* Records supplied:
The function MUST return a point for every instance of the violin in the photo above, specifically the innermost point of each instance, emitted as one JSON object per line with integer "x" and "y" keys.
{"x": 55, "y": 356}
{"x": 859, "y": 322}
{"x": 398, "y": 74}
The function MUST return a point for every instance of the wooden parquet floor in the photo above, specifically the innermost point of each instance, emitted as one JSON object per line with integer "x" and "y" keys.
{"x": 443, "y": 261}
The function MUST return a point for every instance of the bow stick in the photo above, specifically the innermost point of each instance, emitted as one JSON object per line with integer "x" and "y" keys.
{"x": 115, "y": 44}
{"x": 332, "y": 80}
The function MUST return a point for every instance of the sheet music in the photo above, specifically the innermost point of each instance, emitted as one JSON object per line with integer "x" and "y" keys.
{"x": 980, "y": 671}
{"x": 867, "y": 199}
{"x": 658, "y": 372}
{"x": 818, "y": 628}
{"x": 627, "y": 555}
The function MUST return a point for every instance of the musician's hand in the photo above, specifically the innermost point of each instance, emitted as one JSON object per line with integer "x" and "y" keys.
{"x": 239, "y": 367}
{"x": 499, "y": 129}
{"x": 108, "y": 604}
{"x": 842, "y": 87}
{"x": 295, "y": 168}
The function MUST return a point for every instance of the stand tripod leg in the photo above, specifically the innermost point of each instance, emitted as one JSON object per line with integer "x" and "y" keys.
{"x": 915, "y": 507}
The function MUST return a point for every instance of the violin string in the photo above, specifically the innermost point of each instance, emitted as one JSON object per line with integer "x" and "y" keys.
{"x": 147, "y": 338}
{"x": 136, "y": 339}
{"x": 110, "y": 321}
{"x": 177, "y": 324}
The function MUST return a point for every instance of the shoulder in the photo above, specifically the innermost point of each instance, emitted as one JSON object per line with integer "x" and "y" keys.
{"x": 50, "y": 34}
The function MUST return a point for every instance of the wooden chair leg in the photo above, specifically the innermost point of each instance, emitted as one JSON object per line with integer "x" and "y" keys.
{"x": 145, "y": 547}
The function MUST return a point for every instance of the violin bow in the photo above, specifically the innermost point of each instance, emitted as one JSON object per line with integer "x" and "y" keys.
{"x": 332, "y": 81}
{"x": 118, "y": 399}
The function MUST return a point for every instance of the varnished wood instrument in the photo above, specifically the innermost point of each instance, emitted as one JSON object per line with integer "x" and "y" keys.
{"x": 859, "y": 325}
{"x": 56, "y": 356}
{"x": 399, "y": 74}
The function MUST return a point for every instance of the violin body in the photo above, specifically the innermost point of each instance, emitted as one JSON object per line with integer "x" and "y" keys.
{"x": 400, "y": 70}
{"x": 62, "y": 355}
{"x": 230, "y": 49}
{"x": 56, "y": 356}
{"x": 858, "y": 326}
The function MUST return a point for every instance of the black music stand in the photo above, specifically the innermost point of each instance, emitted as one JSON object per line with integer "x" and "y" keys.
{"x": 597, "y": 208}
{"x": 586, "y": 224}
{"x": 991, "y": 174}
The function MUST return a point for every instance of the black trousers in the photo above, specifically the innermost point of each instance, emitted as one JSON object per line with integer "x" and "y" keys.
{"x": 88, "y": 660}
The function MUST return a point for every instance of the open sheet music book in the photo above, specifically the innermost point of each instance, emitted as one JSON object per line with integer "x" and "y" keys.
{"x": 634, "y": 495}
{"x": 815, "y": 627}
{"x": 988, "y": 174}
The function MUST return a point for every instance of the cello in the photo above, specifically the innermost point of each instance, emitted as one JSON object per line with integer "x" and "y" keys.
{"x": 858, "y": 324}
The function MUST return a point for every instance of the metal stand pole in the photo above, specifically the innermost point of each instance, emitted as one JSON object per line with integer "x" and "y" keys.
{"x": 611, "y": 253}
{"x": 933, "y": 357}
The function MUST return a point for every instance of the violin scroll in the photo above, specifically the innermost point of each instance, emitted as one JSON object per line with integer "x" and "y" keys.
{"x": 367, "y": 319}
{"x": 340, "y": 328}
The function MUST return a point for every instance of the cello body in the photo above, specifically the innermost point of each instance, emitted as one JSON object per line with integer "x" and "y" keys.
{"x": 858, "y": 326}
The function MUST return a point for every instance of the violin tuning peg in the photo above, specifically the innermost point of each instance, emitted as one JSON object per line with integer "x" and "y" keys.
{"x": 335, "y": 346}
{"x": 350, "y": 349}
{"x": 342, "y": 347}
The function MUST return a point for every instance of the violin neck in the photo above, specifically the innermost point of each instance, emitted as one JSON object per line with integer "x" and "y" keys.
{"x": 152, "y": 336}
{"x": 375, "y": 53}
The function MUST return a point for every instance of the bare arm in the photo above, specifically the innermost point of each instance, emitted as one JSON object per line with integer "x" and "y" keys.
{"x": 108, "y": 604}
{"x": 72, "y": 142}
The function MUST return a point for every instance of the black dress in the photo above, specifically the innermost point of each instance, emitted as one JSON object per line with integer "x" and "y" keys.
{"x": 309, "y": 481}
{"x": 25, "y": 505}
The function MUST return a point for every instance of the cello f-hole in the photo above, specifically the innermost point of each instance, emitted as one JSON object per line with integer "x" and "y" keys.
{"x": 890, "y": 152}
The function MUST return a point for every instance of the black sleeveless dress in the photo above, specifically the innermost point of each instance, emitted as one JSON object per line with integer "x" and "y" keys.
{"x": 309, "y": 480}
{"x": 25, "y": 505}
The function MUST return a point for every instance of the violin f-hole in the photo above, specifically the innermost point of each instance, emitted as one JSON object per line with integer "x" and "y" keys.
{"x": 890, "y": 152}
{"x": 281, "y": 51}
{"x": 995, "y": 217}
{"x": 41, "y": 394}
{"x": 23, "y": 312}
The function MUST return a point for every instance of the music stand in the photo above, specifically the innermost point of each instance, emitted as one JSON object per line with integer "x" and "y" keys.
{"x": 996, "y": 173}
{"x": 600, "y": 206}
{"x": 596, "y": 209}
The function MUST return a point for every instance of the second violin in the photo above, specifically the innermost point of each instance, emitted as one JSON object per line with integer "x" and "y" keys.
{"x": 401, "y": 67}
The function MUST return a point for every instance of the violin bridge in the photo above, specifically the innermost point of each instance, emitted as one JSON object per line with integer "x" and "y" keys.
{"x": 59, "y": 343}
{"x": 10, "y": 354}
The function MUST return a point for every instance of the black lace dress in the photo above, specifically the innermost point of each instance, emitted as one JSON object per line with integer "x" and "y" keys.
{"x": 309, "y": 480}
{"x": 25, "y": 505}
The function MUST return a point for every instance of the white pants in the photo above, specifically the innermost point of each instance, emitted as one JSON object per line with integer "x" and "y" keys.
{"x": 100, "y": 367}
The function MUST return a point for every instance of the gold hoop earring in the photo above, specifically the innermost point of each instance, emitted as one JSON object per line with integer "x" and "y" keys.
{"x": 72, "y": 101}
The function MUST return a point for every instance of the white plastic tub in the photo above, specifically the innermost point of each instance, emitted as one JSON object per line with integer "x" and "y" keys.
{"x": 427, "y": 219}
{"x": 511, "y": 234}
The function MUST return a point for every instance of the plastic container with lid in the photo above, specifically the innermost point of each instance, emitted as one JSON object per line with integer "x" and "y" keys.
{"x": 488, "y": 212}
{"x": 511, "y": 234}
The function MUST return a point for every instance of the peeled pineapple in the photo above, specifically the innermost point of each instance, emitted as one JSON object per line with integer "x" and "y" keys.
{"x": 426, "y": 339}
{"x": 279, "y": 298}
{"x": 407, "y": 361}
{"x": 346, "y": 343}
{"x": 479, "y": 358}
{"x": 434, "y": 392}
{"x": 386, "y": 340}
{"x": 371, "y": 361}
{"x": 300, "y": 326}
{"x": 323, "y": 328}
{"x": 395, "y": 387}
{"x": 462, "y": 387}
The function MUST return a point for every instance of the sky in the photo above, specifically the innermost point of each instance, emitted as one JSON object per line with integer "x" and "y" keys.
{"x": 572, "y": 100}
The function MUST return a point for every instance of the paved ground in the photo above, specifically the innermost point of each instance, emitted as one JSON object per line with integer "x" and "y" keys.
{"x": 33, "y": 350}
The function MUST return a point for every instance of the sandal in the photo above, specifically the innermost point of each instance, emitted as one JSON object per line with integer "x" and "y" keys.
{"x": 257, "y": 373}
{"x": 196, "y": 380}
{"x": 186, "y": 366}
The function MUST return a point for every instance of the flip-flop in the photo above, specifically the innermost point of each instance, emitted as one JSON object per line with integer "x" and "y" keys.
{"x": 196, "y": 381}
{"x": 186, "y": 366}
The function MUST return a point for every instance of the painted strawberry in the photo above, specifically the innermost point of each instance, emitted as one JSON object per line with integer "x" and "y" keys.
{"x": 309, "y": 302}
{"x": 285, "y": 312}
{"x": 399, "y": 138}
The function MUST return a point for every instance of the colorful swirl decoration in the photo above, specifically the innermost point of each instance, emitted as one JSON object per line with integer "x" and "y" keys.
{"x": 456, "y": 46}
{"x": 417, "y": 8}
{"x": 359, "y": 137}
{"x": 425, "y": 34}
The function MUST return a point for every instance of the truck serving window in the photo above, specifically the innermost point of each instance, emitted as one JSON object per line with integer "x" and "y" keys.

* What needs to be done:
A faithful copy of the lines from the line containing "of the paved" to the end of the data should be set down, both ends included, and nothing more.

* Task solution:
The function MUST return a point for every instance of the paved ground in the photo above, specifically the innermost point of each instance, emitted as one JSON object per line with integer "x" and "y" keys.
{"x": 33, "y": 350}
The function MUST return a point for every instance of the sandal in the photo above, specifically the innermost point of each instance, emitted as one JSON object per line with integer "x" and "y" keys.
{"x": 257, "y": 373}
{"x": 196, "y": 380}
{"x": 186, "y": 366}
The function MUST return a point for every instance of the flip-flop in the photo above, specifically the innermost point of each instance, emitted as one JSON object per line with integer "x" and "y" keys.
{"x": 196, "y": 381}
{"x": 186, "y": 366}
The function MUST return a point for every instance of the painted strawberry in the photo above, specifically the innermost point of each instance, emitted as one JSON object per line with integer "x" and "y" keys.
{"x": 309, "y": 302}
{"x": 285, "y": 312}
{"x": 399, "y": 138}
The function MUST return a point for every instance of the colorful swirl decoration in the photo above, specifically the innermost point of each instance, emitted as one JSON object per line with integer "x" and "y" keys.
{"x": 456, "y": 46}
{"x": 417, "y": 8}
{"x": 359, "y": 137}
{"x": 425, "y": 34}
The function MUST return a point for every instance of the truck serving window in the photo above, specifically the innermost point of each instance, emitted as one JSON object per line with integer "x" and "y" keys.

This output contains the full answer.